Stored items
------------------------------------------------

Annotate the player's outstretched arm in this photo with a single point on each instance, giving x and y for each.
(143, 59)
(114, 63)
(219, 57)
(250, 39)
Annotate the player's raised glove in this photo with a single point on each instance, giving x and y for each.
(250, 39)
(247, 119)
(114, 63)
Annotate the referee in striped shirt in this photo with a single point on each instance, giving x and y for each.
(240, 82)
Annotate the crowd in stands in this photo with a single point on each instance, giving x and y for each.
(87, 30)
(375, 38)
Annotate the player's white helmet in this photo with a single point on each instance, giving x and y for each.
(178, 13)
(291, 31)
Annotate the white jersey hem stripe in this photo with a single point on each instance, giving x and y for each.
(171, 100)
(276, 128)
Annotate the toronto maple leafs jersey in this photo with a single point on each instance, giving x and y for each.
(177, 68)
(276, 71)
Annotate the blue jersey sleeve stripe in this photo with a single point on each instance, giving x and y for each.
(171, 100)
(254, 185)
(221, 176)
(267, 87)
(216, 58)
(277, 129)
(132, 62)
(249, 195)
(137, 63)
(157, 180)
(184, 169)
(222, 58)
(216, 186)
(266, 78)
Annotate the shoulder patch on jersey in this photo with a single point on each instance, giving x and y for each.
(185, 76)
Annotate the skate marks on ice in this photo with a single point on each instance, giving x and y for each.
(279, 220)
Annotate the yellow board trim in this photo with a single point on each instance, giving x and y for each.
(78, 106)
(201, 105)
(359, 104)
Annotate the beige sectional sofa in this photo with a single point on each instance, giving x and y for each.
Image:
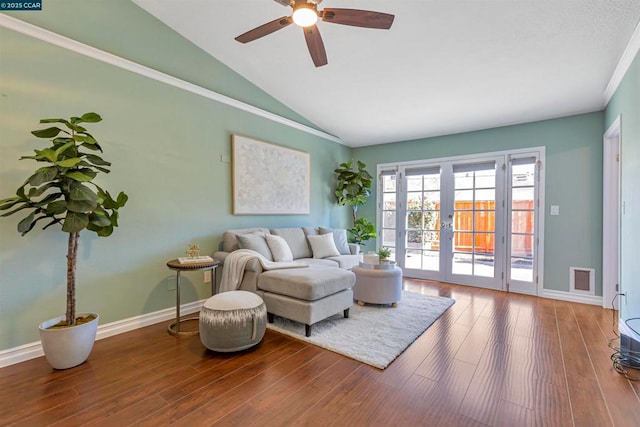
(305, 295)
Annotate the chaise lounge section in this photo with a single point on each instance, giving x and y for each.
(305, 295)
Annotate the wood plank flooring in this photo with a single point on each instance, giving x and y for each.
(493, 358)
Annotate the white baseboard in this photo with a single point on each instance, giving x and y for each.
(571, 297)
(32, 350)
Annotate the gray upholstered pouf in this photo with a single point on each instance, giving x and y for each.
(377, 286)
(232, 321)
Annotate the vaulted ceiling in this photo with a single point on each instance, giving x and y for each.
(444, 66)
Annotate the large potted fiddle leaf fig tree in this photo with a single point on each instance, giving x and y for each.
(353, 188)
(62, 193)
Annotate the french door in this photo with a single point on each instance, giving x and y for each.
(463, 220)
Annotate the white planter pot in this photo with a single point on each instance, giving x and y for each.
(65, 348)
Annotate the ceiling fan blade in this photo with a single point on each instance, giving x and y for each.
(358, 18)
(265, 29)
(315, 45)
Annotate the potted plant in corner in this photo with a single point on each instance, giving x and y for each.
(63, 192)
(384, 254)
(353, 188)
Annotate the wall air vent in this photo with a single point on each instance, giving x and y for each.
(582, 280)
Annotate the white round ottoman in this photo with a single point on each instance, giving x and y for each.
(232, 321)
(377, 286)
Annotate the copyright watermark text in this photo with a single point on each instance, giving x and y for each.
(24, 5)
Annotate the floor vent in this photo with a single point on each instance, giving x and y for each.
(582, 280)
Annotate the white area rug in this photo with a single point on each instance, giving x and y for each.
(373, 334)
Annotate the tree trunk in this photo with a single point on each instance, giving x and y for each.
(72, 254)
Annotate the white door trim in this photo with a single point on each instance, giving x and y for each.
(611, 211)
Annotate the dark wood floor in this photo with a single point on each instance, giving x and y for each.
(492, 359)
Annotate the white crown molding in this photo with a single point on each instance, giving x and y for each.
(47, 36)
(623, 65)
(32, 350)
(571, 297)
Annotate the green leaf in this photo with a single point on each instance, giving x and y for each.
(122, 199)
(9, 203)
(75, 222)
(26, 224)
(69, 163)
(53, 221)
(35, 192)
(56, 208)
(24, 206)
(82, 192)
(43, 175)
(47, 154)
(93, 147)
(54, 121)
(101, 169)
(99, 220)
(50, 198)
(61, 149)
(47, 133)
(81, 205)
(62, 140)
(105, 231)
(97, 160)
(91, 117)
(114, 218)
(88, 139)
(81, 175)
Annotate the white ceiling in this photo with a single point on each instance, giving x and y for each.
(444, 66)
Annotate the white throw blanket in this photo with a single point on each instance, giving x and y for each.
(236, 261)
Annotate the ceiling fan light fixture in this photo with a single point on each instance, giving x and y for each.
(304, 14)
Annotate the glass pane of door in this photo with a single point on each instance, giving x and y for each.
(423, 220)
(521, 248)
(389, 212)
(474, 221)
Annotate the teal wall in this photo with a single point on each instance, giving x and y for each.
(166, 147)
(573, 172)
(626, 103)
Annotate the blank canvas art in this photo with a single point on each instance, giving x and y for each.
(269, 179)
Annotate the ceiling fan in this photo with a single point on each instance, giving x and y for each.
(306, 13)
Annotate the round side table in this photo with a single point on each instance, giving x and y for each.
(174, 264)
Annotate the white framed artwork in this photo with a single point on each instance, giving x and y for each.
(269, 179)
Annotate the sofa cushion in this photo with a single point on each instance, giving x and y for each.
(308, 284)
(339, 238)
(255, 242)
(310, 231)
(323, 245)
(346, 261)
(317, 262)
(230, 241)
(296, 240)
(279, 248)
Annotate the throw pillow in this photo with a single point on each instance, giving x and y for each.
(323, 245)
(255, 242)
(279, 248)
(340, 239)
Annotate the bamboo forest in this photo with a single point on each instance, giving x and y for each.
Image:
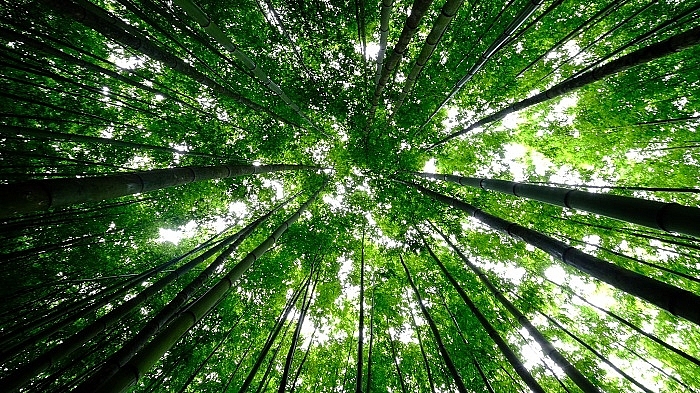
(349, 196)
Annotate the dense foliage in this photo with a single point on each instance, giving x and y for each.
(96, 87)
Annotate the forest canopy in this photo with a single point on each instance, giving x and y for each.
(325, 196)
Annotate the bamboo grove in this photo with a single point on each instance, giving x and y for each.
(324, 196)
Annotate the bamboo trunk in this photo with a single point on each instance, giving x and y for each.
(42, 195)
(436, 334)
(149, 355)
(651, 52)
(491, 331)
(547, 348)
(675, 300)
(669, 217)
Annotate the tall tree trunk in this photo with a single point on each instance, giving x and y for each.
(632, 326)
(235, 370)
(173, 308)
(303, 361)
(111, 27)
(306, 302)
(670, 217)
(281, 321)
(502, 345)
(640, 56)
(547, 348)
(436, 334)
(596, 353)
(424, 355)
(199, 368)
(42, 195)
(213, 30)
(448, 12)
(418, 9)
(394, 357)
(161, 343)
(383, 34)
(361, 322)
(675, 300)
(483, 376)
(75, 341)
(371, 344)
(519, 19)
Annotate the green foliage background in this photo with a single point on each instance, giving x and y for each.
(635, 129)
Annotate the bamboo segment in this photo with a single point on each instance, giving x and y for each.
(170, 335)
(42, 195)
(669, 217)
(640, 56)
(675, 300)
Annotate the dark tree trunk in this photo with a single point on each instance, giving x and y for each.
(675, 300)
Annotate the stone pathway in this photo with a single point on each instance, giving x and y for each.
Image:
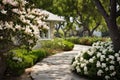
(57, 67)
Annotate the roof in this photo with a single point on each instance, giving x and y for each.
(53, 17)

------------------------------------------------

#### [What you are asked to do]
The entries above need to be repeated word for word, minus their pictures.

#### [Reply to the exercise]
Annotate the player's outstretched arm in this photo with a single point on each instance, giving x and y for each.
(143, 59)
(114, 63)
(219, 57)
(250, 39)
Annotate the player's raised glove in this photo with a single point on each instance, giving x and y for each.
(250, 39)
(247, 119)
(114, 63)
Annotate the referee in striped shirt in this photo with a single point on each instance, giving x and y for each.
(240, 82)
Annotate the crowd in stands in this photo with a single point on each instance, giving x and y for each.
(87, 30)
(375, 38)
Annotate the player's white helmet in this photo with a single point on each instance, giving x and y for each.
(178, 13)
(291, 31)
Annotate the white jersey hem stripe in this photo with a single point on each instance, giving x and y for each.
(171, 100)
(276, 128)
Annotate the toronto maple leafs jersey in this photo with a single point on each instance, giving x and y for each.
(177, 68)
(276, 71)
Annotate the blue jersey sleeve stripe in this photo with a single point on each instance, giving x and y for each.
(171, 100)
(254, 185)
(221, 176)
(267, 87)
(216, 58)
(277, 129)
(132, 62)
(249, 195)
(137, 63)
(157, 180)
(184, 169)
(222, 58)
(216, 186)
(266, 78)
Annotate the shoulder patch on jersey in this photo with a single point on each instance, giving x and y for each.
(185, 76)
Annotate the skate marks on ice in this photo with a single point on each instance, giving x and y for each.
(279, 220)
Annotate the yellow board trim in this photo with a single point on each instance, giving x and y for each.
(78, 106)
(201, 105)
(359, 104)
Annotate the beige sectional sofa in this photo with a single point on each instance, giving x and y for each.
Image:
(305, 295)
Annotate the chaise lounge section in this photo with a single point on each instance, giving x and y for each.
(305, 295)
Annotate the wood plank flooring in this photo with a single point on each instance, giving x and y for each.
(493, 358)
Annotate the white baseboard in this photo with a single point on each instance, giving x and y for each.
(571, 297)
(32, 350)
Annotate the gray upholstered pouf in this photo with a single point on each instance, giving x and y for each.
(377, 286)
(232, 321)
Annotate the vaulted ceiling in this photo with a single point on each instance, giving x and y for each.
(444, 66)
Annotate the large potted fiddle leaf fig tree in this photo with a single point on each instance, giving x and y for each.
(353, 188)
(62, 193)
Annotate the french door in this photo with a single point on each instance, giving x and y for each.
(463, 220)
Annotate the white planter pot in this photo with a single point on each instance, giving x and y for each.
(65, 348)
Annotate the ceiling fan blade in this photo with a single point on each instance, giving x and y for each.
(358, 18)
(265, 29)
(315, 45)
Annotate the potted plant in corner in this photo with a single point on each instance, giving x and y for each.
(63, 192)
(384, 254)
(353, 188)
Annotate the wall air vent in this photo with a single point on each instance, giving x and y for each.
(582, 280)
Annotate the white round ottoman in this photo with a single point on each instance, giving x and y for each.
(232, 321)
(377, 286)
Annotate the copyright watermark text in this photo with a single point on each instance, giving x and y for each.
(24, 5)
Annotate the floor vent in this photo with a single point on each instance, giving x and y for each.
(582, 280)
Annotate the white area rug in this photo with a single point on each instance, giving x and y for each.
(373, 334)
Annotate the tree trunk in this photo with a single point on each instance, giving x and y for each.
(72, 254)
Annotate the white door trim in this photo with a single point on each instance, giving x and y for each.
(611, 211)
Annotate the dark wood floor in this photo with a single point on each instance, giving x and y for each.
(492, 359)
Annotate the white crown molding in this photo with a single point on each instance, giving x and y for each.
(47, 36)
(623, 65)
(32, 350)
(571, 297)
Annotate the green leaf in this photo with a single point on each instance, giving x and y for each.
(122, 199)
(9, 203)
(75, 222)
(26, 224)
(69, 163)
(53, 221)
(35, 192)
(56, 208)
(24, 206)
(82, 192)
(43, 175)
(47, 154)
(93, 147)
(54, 121)
(101, 169)
(99, 220)
(50, 198)
(61, 149)
(47, 133)
(81, 205)
(62, 140)
(105, 231)
(97, 160)
(91, 117)
(114, 218)
(88, 139)
(81, 175)
Annotate the white ceiling in this photo with a single point on each instance, giving x and y for each.
(444, 66)
Annotate the white throw blanket in this photo with a single point on each instance, giving x and y for each.
(236, 261)
Annotate the ceiling fan light fixture in this photo with a single point on each instance, giving x and y for each.
(304, 14)
Annotate the glass pane of door in this photo with a single point on each instance, giving x and y for each.
(423, 220)
(521, 248)
(389, 212)
(474, 221)
Annotate the teal wall in this photo with a single point on each instance, giving x and y for each.
(166, 147)
(573, 172)
(626, 103)
Annotate the blank canvas art in this photo with a single point on each instance, giving x and y for each.
(269, 179)
Annotate the ceiling fan in this photo with a single point on each instance, giving x and y for each.
(306, 13)
Annotate the round side table in this photo with a single point on each instance, giving x and y for each.
(174, 264)
Annotate the white framed artwork in this photo with a single point on each instance, giving x and y for each.
(269, 179)
Annotate the sofa cushion in this photo with a single point on each instance, giving x and y for each.
(308, 284)
(339, 238)
(255, 242)
(310, 231)
(323, 245)
(346, 261)
(317, 262)
(230, 241)
(296, 240)
(279, 248)
Annotate the throw pillow in this photo with a single point on each instance, giving x and y for each.
(323, 245)
(255, 242)
(279, 248)
(340, 239)
Annotate the bamboo forest in this photo with a single point on each instance, giving x and y for each.
Image:
(349, 196)
Annotate the dense foliage in this photo with a single point on each instance, giving x and y for each.
(96, 87)
Annotate the forest canopy in this photo with a single point on each instance, giving x and y for each.
(325, 196)
Annotate the bamboo grove in this photo with a single point on each instance, giving x and y for each.
(324, 196)
Annotate the bamboo trunk in this photo with a single point on each instance, giving x and y for each.
(42, 195)
(436, 334)
(149, 355)
(651, 52)
(491, 331)
(547, 348)
(675, 300)
(669, 217)
Annotate the tall tree trunk in this photo with a single point on each instance, giving x and y for each.
(632, 326)
(235, 370)
(173, 308)
(303, 361)
(111, 27)
(306, 302)
(670, 217)
(281, 321)
(502, 345)
(640, 56)
(547, 348)
(436, 334)
(596, 353)
(424, 355)
(199, 368)
(42, 195)
(213, 30)
(448, 12)
(418, 9)
(394, 357)
(161, 343)
(383, 34)
(361, 322)
(675, 300)
(483, 376)
(75, 341)
(371, 344)
(519, 19)
Annotate the green foliage background in this photo with a single point on each instance, giving x and y for each.
(635, 129)
Annotate the bamboo segment in this photo with a single point on each instance, giving x and y for each.
(170, 335)
(42, 195)
(669, 217)
(640, 56)
(675, 300)
Annotate the dark tree trunk in this photo with a single point on each instance, giving x and y for each.
(675, 300)
Annotate the stone pathway in this photo with a single point on each instance, giving x and y for each.
Image:
(57, 67)
Annotate the roof in this photo with a single point on each instance, giving x and y for each.
(53, 17)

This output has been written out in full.